**What to do**
The whole listing below should be output again, word for word.

**Input material**
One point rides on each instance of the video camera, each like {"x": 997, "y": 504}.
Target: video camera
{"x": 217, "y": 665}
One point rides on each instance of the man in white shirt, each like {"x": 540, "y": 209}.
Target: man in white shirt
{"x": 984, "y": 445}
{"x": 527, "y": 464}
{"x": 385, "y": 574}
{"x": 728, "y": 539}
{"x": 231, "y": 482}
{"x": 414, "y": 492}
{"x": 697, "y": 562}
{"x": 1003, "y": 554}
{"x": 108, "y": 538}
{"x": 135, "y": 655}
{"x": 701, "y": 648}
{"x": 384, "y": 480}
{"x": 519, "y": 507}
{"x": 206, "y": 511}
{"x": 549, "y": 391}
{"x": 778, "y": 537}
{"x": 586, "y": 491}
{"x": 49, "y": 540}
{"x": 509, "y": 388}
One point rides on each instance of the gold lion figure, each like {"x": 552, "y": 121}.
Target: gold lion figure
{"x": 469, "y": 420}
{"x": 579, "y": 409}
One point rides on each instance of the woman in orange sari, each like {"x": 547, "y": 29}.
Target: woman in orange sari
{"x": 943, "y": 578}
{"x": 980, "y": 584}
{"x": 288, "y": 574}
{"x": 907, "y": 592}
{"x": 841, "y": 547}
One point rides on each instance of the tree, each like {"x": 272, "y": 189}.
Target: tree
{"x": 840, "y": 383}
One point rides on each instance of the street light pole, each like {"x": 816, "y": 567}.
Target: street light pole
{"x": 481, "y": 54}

**Worked solution**
One point rides on each instance of the video camera, each like {"x": 997, "y": 504}.
Target: video camera
{"x": 217, "y": 665}
One point rides on each instance of the man in white shirt, each like {"x": 540, "y": 209}.
Target: man in white shirt
{"x": 984, "y": 445}
{"x": 527, "y": 464}
{"x": 385, "y": 574}
{"x": 728, "y": 539}
{"x": 231, "y": 482}
{"x": 414, "y": 492}
{"x": 697, "y": 562}
{"x": 1003, "y": 554}
{"x": 108, "y": 538}
{"x": 135, "y": 655}
{"x": 701, "y": 648}
{"x": 384, "y": 480}
{"x": 519, "y": 507}
{"x": 206, "y": 511}
{"x": 549, "y": 391}
{"x": 778, "y": 537}
{"x": 586, "y": 491}
{"x": 49, "y": 540}
{"x": 509, "y": 388}
One point rides on each instance of the gold lion figure, each like {"x": 552, "y": 121}.
Target: gold lion figure
{"x": 469, "y": 420}
{"x": 579, "y": 409}
One point rides on each instance of the woman in orange sari, each like {"x": 547, "y": 29}.
Target: woman in orange sari
{"x": 943, "y": 578}
{"x": 980, "y": 584}
{"x": 288, "y": 574}
{"x": 907, "y": 592}
{"x": 841, "y": 547}
One point rides on each instance of the tree, each like {"x": 272, "y": 189}.
Target: tree
{"x": 840, "y": 383}
One point rides on each instance of the street light pole, each like {"x": 816, "y": 567}.
Target: street light pole
{"x": 481, "y": 54}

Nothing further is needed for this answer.